Written request >>
Write out the whole listing again, exactly.
== Entries supplied ==
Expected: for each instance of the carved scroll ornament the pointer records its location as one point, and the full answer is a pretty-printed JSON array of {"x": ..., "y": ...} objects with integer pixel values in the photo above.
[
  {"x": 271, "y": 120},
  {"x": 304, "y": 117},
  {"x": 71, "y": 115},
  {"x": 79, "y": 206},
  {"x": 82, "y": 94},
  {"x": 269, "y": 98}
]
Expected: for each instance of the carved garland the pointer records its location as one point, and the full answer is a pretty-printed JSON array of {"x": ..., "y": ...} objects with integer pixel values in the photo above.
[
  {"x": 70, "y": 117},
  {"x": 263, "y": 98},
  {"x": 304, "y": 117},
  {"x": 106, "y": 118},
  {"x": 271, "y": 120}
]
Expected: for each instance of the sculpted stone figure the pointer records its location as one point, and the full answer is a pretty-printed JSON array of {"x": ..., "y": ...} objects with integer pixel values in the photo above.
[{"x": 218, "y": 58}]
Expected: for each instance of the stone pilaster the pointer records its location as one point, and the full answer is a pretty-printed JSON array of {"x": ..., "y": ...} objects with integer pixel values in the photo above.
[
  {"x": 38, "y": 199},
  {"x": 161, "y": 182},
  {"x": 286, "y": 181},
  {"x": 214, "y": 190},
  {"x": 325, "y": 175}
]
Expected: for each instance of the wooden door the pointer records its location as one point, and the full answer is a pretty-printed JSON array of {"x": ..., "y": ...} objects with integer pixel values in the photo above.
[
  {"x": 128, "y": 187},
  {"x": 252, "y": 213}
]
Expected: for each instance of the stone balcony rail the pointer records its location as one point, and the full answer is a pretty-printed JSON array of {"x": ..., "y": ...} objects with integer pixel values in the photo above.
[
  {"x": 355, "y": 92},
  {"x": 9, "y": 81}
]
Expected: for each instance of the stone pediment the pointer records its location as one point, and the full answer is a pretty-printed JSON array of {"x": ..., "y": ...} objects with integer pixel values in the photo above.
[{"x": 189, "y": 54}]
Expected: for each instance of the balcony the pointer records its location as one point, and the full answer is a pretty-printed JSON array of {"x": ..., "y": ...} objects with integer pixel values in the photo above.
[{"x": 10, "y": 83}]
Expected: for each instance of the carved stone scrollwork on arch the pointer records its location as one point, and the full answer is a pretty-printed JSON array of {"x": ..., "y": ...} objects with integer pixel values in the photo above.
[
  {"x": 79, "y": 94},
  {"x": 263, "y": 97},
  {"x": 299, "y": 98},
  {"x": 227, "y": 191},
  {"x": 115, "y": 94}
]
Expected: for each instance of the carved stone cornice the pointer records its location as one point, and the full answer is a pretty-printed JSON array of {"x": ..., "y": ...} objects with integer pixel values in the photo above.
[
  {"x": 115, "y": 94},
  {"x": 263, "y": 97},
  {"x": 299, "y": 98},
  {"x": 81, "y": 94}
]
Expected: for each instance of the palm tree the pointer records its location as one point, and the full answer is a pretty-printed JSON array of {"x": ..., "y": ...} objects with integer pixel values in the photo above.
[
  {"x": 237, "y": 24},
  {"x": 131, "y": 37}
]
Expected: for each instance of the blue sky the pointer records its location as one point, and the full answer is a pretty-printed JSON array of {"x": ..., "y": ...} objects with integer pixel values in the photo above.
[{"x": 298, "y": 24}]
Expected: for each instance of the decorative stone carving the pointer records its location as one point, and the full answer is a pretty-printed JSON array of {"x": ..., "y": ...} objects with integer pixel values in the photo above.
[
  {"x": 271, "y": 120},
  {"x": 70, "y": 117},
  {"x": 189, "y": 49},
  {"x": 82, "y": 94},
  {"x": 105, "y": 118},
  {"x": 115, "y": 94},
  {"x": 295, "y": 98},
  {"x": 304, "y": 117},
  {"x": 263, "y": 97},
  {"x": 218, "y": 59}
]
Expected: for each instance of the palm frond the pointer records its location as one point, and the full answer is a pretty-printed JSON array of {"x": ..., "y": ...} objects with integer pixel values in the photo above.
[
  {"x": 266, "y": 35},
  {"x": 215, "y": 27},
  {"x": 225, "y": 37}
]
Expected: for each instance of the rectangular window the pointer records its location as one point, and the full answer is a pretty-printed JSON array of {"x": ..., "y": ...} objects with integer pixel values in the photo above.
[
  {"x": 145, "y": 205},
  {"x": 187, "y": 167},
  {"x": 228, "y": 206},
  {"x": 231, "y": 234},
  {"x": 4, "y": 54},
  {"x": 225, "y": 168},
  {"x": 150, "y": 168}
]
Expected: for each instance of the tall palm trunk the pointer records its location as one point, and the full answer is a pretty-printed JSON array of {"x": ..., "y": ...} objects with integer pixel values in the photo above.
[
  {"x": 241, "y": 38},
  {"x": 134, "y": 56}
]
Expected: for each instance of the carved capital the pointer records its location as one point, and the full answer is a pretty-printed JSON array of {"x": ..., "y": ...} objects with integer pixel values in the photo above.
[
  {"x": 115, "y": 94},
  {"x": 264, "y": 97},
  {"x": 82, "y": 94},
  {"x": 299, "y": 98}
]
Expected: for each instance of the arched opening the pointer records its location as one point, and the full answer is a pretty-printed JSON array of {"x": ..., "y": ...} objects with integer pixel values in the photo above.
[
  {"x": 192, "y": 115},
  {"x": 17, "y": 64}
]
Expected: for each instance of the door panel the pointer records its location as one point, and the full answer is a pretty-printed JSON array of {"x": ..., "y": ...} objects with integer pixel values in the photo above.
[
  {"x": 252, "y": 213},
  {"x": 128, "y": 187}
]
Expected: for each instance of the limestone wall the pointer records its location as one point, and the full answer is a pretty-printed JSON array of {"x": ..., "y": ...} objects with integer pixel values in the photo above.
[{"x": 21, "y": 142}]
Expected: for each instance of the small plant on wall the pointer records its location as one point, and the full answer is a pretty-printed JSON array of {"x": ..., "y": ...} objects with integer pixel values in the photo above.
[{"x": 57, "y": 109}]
===
Worked solution >>
Expected: for each instance of the carved scroll ornament the pointer records its location as one point, and the full answer is a pretty-printed JSON array of {"x": ..., "y": ...} objects with integer pixel values in the photo above.
[
  {"x": 271, "y": 120},
  {"x": 304, "y": 117},
  {"x": 71, "y": 115},
  {"x": 79, "y": 206},
  {"x": 82, "y": 94},
  {"x": 269, "y": 98}
]
Expected: for each instance of the carved garland the pointer records its location as one point, and the full answer is a pretty-printed JSON array of {"x": ..., "y": ...} objects with integer pixel values in the photo above.
[
  {"x": 70, "y": 117},
  {"x": 263, "y": 98},
  {"x": 304, "y": 117},
  {"x": 106, "y": 118},
  {"x": 271, "y": 120}
]
Expected: for each instance of the sculpted stone figure the pointer records its location as one point, and the full answer is a pretty-printed JSON array of {"x": ..., "y": ...} objects with integer pixel values in the photo above.
[{"x": 218, "y": 58}]
Expected: for each instance of the stone pilaster the pointer records its location as one point, and the full answer is a pretty-printed JSON array of {"x": ..., "y": ...} objects with integer pixel values in the photo above.
[
  {"x": 38, "y": 199},
  {"x": 161, "y": 182},
  {"x": 286, "y": 181},
  {"x": 214, "y": 190},
  {"x": 325, "y": 175}
]
Expected: for each instance of the wooden door the pointer records its location as one point, and the full answer is a pretty-printed JSON array of {"x": ..., "y": ...} objects with integer pixel values in the photo above.
[
  {"x": 128, "y": 187},
  {"x": 252, "y": 213}
]
Expected: for each instance of the stone balcony rail the pointer records its location as one point, and the full answer is a pretty-printed JSON array of {"x": ..., "y": ...} objects with integer pixel values in the photo above.
[
  {"x": 355, "y": 92},
  {"x": 9, "y": 81}
]
Expected: for each instance of the stone pediment the pointer records its location as one point, and the full answer is a pretty-printed JSON array of {"x": ..., "y": ...} objects with integer pixel values in the photo above.
[{"x": 189, "y": 54}]
Expected: for each instance of the balcony the pointer records its location as one point, and the full answer is a pretty-printed JSON array of {"x": ..., "y": ...} objects with integer pixel values in the photo above.
[{"x": 10, "y": 83}]
Expected: for each instance of the carved stone scrollwork on arch the pointer records its location as one point, and the full answer is a pretty-printed JSON array of {"x": ..., "y": ...} objects with integer pixel values in the photo above.
[
  {"x": 79, "y": 94},
  {"x": 263, "y": 97},
  {"x": 299, "y": 98},
  {"x": 227, "y": 191},
  {"x": 115, "y": 94}
]
Expected: for each instance of the carved stone cornice the pointer records its location as one point, and the full answer is a pretty-printed JSON array of {"x": ..., "y": ...} objects with integer pixel values in the photo above.
[
  {"x": 115, "y": 94},
  {"x": 263, "y": 97},
  {"x": 299, "y": 98},
  {"x": 81, "y": 94}
]
Expected: for each instance of the palm tree the pointer records its location as one point, and the full answer is a pretty-printed JSON array of {"x": ..., "y": ...} objects with integer pixel values in the photo above.
[
  {"x": 237, "y": 24},
  {"x": 131, "y": 37}
]
Expected: for each instance of the blue sky the pointer records its location as one point, and the full answer is a pretty-printed JSON array of {"x": ..., "y": ...} objects with integer pixel values in the photo above.
[{"x": 298, "y": 24}]
Expected: for each instance of the decorative stone carving the pointer records its location as one point, and the full answer is a pretty-printed JSON array of {"x": ..., "y": ...} objects with integer pixel values in the photo above.
[
  {"x": 271, "y": 120},
  {"x": 70, "y": 117},
  {"x": 189, "y": 49},
  {"x": 82, "y": 94},
  {"x": 105, "y": 118},
  {"x": 115, "y": 94},
  {"x": 295, "y": 98},
  {"x": 304, "y": 117},
  {"x": 263, "y": 97},
  {"x": 218, "y": 59}
]
Expected: for each instance of the palm frond the pointer records its location as one point, and the full answer is a pretty-printed JSON array of {"x": ..., "y": ...} objects with integer pixel values in the photo above.
[
  {"x": 266, "y": 35},
  {"x": 215, "y": 27},
  {"x": 225, "y": 37}
]
Expected: for each instance of the rectangular window the pointer records its location as one point, and the full answer is a pretty-printed JSON array of {"x": ..., "y": ...} objects with integer pixel values in the photo above.
[
  {"x": 145, "y": 205},
  {"x": 187, "y": 167},
  {"x": 228, "y": 206},
  {"x": 231, "y": 234},
  {"x": 4, "y": 54},
  {"x": 225, "y": 168},
  {"x": 150, "y": 168}
]
Expected: for each instance of the tall palm trunk the pointer records its location as one point, and the full answer is a pretty-printed JSON array of {"x": ..., "y": ...} objects with integer pixel values in the photo above.
[
  {"x": 241, "y": 38},
  {"x": 134, "y": 56}
]
Expected: for each instance of the carved capital the pointer records its location as one point, and the full answer is a pretty-printed JSON array of {"x": ..., "y": ...} objects with integer pixel values in the photo above.
[
  {"x": 115, "y": 94},
  {"x": 264, "y": 97},
  {"x": 82, "y": 94},
  {"x": 299, "y": 98}
]
Expected: for each instance of the arched opening the pointer records its location as one point, and the full answer is a pretty-printed JSON array of {"x": ..., "y": ...} objects with integer pixel values in the photo above.
[
  {"x": 192, "y": 115},
  {"x": 17, "y": 64}
]
Expected: for each instance of the door panel the pointer records its location as one point, and the full answer is a pretty-printed JSON array of {"x": ..., "y": ...} objects with integer pixel values in the photo above.
[
  {"x": 252, "y": 213},
  {"x": 128, "y": 187}
]
Expected: for each instance of the limestone wall the pointer records its location as one point, and the full answer is a pretty-printed JSON array of {"x": ..., "y": ...} objects with integer pixel values in the photo above.
[{"x": 21, "y": 142}]
Expected: for each instance of the small plant on wall the pointer records its location as one point, and the full answer is a pretty-printed JSON array of {"x": ..., "y": ...} objects with integer pixel values in the photo above.
[{"x": 57, "y": 109}]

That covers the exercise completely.